_AS TAREFAS_:
**A)** Resuma o trecho fornecido em duas frases.
**B)** Nas entradas, reescreva somente as linhas que vão da linha com "Draw the outline of every instance of the mown" até a linha com "67L0 76L0 120L72", trocando "mown grass path" por "dirt path" e deixando todo o resto sem mudança.

_TRECHO FORNECIDO_:
E quando nos abrimos ao fluxo, como diz minha querida amiga Marisa, tudo acontece. E tudo muda mesmo, todo cambia, como na canção de Mercedes Sosa que Marisa me enviou há dez anos. Estou aprendendo a deixar que o antigo amor se torne uma boa amizade, até em respeito a tantas coisas vividas, boas e más. A não esquecer o que pode ter sido bom, a não jogar tudo fora, porque seria o mesmo que apagar minha própria evolução, negar minha caminhada. Isso não, isso nunca. 
Foi um longo caminho, noite adentro e também sob o sol. Buscando dar o melhor de mim ao mesmo tempo que enfrentava meus demônios, e aprendendo, sobretudo, o que realmente é importante na caminhada com o outro: dar as mãos, olhar nos olhos, sem jamais esquecer de si mesmo. E quando é tempo de soltar as mãos, soltamos. Respeitamos que os caminhos que se cruzaram sigam paralelos, sem se perder de vista enquanto valer a pena que assim seja. Podem recoincidir, ou não. 
Enchemos os pulmões de ar e seguimos, bravamente. 

domingo, 14 de maio de 2023

Queijadinha, escondidinho e galetes de aipim

Aipim é uma coisa que sempre tem em casa. Na casa de meus avós nunca faltou, mas normalmente como parte do café da manhã, à maneira de tantas casas nordestinas. Aqui em casa, acabou virando parte do almoço - eu prefiro como tira-gosto, fritinho, mas enfim.
Mas, justamente porque não gosto do mesmo formato sempre, separei uma parte para testar outras receitas. Achei no Panelinha receitas de queijadinha e de galetes. Também já queria há algum tempo fazer escondidinho comme il faut. Fiz as três receitas - só achei que a queijadinha podia ser mais doce (pode ser porque usei parmesão em vez de queijo meia-cura). 

Lutar diariamente pela democracia

A gente sabia que não ia ser fácil. As ameaças bolsonaristas ao longo de quatro anos, pioradas no ano passado, agora se configuram nos boicotes do Centrão e dos bozoloides que nem necessitam mais de seu mito para existir. 
Mas o pior é que o fascismo realmente se tornou uma realidade a enfrentar, não só aqui, claro. Muita violência gratuita e explícita todos os dias, especialmente contra mulheres, LGBT, negros e pobres. Mas ter gente do quilates de Flávio Dino, Sonia Guajajara e Sílvio Almeida no governo ajuda a manter a cabeça para fora d'água - seu combate sereno e peremptório ao fascismo nos aquece o coração, nos dá ânimo para prosseguir, apesar dos problemas de dentro e de fora. Voltamos a acreditar que há mais gente que repudia a iniquidade, que bom. 
Havemos de fazer como ensina Ivan Lins, na linda canção escolhida pelo governo chinês para receber Lula (outro momento de emoção proporcionado por esse governo, não perfeito, mas alvissareiro): apesar dos perigos, da força mais bruta, estamos na praça, fazendo pirraça, pra sobreviver. Pra sobreviver.

segunda-feira, 17 de abril de 2023

O pão do meu marido

Meu marido é um pão: todo mundo que conhece a gíria, sempre datada, para homem bonito, sabe disso. Mas o motivo do post é na verdade o pão feito pelo pão do meu marido.

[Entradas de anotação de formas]
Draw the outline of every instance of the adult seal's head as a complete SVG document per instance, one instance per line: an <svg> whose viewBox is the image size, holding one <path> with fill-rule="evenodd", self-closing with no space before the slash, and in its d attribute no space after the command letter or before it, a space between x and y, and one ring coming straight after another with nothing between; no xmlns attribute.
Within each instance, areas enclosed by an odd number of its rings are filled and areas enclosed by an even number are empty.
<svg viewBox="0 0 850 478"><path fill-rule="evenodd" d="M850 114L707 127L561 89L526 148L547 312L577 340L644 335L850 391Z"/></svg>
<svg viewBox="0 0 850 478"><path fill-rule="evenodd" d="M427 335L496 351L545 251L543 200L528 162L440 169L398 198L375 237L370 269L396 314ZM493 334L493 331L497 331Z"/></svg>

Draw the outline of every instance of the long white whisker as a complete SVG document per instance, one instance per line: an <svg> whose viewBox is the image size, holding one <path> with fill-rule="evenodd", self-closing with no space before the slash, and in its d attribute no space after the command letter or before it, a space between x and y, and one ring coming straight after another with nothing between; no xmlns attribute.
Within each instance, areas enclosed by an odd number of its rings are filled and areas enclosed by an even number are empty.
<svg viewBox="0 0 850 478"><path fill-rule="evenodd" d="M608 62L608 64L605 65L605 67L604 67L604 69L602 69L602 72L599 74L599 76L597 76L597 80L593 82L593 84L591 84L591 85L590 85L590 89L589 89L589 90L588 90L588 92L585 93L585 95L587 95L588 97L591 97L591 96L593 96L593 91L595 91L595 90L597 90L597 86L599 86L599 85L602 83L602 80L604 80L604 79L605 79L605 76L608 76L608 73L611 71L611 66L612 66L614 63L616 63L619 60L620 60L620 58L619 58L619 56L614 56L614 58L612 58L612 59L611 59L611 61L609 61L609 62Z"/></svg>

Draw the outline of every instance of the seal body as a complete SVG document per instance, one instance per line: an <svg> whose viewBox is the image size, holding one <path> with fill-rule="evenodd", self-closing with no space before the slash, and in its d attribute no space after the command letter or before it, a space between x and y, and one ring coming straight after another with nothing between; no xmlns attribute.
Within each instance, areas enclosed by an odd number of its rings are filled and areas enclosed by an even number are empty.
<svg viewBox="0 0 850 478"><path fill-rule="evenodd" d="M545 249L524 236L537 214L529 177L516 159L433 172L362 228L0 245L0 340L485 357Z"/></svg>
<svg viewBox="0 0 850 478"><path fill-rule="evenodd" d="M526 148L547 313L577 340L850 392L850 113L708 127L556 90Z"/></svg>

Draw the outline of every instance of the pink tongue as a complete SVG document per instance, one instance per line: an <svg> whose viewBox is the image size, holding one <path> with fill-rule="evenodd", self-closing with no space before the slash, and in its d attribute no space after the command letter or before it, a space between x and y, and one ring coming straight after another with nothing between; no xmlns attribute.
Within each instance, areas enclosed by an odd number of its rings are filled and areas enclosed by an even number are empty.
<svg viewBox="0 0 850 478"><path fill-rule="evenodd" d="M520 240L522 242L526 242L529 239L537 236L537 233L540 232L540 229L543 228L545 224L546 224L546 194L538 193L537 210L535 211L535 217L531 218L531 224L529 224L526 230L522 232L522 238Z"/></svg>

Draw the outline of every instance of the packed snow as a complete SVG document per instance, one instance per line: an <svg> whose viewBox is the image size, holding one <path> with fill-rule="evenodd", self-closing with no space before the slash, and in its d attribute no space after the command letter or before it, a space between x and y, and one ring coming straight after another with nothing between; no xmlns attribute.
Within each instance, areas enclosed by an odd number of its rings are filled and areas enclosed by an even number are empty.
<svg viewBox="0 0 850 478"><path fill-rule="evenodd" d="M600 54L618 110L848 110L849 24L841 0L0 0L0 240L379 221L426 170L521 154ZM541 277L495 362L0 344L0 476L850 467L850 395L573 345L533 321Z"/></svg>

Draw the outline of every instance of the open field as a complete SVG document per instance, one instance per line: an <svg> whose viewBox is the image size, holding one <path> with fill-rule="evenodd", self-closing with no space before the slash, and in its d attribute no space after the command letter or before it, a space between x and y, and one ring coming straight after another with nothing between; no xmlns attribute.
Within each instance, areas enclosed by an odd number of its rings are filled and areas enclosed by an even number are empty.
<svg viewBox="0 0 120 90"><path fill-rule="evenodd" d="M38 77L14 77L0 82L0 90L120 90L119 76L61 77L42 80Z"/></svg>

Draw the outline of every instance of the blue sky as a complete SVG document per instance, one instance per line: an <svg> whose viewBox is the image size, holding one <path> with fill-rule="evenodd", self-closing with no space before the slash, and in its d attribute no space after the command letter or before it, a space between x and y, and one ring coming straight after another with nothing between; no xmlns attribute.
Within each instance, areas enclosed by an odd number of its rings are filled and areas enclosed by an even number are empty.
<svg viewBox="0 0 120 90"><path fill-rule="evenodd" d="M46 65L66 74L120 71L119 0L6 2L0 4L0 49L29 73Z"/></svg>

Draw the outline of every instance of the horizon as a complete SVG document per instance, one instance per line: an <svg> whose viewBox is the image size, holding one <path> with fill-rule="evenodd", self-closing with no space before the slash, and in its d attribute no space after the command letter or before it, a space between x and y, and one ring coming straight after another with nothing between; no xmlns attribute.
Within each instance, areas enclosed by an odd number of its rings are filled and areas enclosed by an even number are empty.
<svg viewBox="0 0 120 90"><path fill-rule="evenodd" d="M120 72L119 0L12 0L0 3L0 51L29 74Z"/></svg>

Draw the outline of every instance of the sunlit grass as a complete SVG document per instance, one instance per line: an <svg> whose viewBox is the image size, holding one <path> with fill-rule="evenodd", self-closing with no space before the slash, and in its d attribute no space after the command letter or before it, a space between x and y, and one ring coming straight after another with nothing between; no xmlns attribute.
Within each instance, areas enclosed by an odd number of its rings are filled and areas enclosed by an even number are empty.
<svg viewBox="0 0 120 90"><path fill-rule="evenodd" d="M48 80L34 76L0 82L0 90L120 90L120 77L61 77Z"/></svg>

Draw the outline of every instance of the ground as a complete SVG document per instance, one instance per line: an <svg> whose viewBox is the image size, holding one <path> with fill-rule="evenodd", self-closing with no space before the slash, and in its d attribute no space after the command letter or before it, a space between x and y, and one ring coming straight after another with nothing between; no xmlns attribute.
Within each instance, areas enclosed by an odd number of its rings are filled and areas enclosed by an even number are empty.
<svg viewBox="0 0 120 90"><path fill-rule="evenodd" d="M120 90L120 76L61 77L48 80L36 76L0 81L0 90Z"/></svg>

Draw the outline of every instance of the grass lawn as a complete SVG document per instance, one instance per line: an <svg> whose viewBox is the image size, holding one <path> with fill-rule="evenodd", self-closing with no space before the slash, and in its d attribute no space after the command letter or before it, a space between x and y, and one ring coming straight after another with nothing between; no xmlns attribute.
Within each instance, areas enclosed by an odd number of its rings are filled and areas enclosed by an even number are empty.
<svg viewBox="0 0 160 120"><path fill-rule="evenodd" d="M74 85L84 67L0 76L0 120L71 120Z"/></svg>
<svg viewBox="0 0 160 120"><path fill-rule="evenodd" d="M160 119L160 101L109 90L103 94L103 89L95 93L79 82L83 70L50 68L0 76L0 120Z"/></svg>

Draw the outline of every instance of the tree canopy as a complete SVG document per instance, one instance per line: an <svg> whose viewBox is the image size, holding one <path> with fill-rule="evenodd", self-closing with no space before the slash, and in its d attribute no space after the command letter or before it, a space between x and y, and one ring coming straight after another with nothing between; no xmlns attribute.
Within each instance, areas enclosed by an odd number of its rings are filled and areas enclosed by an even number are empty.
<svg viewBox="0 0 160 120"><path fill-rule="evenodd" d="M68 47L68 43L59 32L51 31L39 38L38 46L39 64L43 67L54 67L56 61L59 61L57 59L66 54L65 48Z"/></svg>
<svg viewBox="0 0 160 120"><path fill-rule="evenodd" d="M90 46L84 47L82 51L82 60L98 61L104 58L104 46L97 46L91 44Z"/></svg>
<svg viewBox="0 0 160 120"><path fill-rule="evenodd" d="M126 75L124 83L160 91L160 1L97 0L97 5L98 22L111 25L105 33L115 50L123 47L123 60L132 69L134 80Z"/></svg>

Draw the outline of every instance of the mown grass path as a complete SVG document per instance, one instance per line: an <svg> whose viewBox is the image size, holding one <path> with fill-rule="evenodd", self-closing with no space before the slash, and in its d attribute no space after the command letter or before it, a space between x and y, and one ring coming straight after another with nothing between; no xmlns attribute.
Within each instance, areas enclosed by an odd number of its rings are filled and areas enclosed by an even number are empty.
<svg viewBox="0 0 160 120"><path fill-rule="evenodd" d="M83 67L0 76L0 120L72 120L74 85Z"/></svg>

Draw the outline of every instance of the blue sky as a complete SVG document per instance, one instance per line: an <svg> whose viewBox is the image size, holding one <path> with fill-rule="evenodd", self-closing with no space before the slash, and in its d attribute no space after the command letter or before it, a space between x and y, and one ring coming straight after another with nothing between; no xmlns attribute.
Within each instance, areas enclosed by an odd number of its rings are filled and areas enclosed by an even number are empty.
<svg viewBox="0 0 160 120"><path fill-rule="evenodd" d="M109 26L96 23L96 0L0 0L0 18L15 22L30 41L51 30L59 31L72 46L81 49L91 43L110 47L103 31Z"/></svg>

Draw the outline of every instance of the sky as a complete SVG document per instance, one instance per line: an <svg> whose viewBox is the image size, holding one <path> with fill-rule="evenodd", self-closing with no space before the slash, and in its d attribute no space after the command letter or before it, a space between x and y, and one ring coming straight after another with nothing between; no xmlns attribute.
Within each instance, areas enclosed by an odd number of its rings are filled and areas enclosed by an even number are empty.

_RESPOSTAS_:
**A)** O trecho reúne reflexões pessoais sobre deixar que um antigo amor se torne uma boa amizade e soltar as mãos quando é tempo, além de um relato sobre receitas com aipim: queijadinha, escondidinho e galetes. Traz também um texto sobre a luta diária pela democracia diante das ameaças bolsonaristas e do fascismo, e o começo de uma postagem sobre o pão feito pelo marido.

**B)**
Draw the outline of every instance of the dirt path as a complete SVG document per instance, one instance per line: an <svg> whose viewBox is the image size, holding one <path> with fill-rule="evenodd", self-closing with no space before the slash, and in its d attribute no space after the command letter or before it, a space between x and y, and one ring coming straight after another with nothing between; no xmlns attribute.
Within each instance, areas enclosed by an odd number of its rings are filled and areas enclosed by an even number are empty.
<svg viewBox="0 0 160 120"><path fill-rule="evenodd" d="M83 67L0 76L0 120L72 120L74 85Z"/></svg>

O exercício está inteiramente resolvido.